Assignment >>
Where "shrub" appears in a line of the entries below, that line should be copied.

Material to process >>
▶

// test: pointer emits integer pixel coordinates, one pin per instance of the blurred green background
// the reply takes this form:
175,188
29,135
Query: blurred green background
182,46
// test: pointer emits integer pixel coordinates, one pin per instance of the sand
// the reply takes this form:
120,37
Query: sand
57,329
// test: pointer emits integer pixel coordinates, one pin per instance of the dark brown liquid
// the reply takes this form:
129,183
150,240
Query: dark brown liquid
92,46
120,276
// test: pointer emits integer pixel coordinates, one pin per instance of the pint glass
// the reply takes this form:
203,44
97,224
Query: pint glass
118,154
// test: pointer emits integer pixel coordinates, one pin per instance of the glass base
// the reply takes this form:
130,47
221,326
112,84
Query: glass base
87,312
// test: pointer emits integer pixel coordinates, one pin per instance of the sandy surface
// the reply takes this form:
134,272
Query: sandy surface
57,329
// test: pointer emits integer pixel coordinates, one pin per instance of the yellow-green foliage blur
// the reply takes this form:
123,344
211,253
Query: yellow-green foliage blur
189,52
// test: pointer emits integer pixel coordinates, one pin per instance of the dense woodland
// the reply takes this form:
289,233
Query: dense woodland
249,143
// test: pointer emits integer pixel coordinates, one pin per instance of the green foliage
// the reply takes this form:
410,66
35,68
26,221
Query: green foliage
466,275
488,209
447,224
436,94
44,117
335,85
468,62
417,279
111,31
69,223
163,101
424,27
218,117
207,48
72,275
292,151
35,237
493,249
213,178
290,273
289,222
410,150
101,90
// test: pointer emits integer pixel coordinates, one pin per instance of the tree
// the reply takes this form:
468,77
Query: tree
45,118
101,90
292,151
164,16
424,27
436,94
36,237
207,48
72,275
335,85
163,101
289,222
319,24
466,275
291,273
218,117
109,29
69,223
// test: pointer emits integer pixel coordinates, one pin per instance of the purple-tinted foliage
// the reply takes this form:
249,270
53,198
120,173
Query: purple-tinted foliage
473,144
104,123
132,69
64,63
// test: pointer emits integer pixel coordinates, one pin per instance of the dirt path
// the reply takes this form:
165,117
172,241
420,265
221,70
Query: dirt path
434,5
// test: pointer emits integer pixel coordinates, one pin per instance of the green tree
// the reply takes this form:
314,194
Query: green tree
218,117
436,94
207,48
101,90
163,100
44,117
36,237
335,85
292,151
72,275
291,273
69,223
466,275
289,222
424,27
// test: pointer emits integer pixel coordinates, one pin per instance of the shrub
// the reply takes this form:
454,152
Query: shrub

◀

Result of this task >>
// test: pointer emits integer pixel coordinates, one pin per instance of the shrub
Query: shrub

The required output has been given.